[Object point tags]

## begin

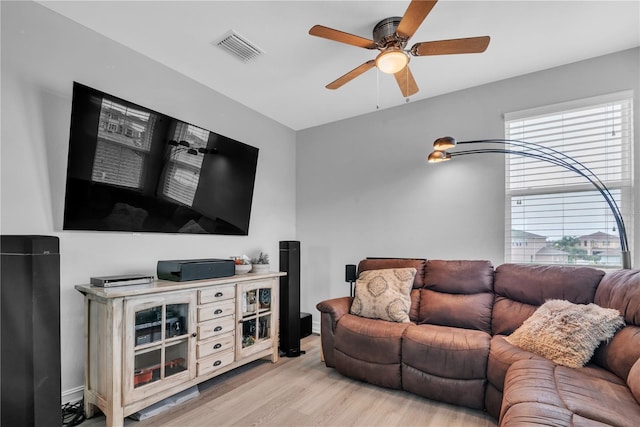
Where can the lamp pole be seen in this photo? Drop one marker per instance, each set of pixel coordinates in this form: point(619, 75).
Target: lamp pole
point(546, 154)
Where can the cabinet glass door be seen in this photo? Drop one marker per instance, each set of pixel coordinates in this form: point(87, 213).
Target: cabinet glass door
point(161, 342)
point(256, 328)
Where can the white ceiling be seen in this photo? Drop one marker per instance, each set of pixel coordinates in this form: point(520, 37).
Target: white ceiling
point(286, 83)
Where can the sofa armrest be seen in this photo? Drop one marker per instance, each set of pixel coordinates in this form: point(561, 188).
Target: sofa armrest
point(335, 308)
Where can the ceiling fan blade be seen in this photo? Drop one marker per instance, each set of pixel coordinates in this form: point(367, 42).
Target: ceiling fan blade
point(406, 82)
point(341, 36)
point(447, 47)
point(351, 75)
point(413, 17)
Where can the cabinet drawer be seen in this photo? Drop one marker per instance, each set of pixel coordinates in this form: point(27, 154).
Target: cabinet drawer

## end

**TASK TO CARRY OUT**
Copy the data above word for word, leaving out the pictures.

**TASK RESPONSE**
Where can the lamp pole be seen in this photo? Drop one marker per instance, each set of pixel coordinates in this form: point(619, 75).
Target: lamp pole
point(546, 154)
Where can the cabinet glass door be seen in this photo? Drop one marker per instance, each set of pixel coordinates in this form: point(87, 213).
Target: cabinet glass door
point(161, 342)
point(256, 328)
Where can the white ceiling be seen in this photo? Drop one marker per instance, each set of pixel coordinates in this form: point(520, 37).
Target: white ceiling
point(286, 83)
Where can the sofa armrest be seen in this photo? Drop one marker per instance, each set of pixel coordinates in this form: point(561, 188).
Target: sofa armrest
point(335, 308)
Where can the ceiling fan blade be seen in this photo? Drop one marker per instance, each set of pixel coordinates in this form: point(367, 42).
Target: ceiling fan blade
point(406, 82)
point(341, 36)
point(447, 47)
point(351, 75)
point(413, 17)
Where can the cabinet drawer be seen in this photo? Drop one marker per instance, each set of pixel coordinates in this form: point(27, 154).
Target: cabinet drawer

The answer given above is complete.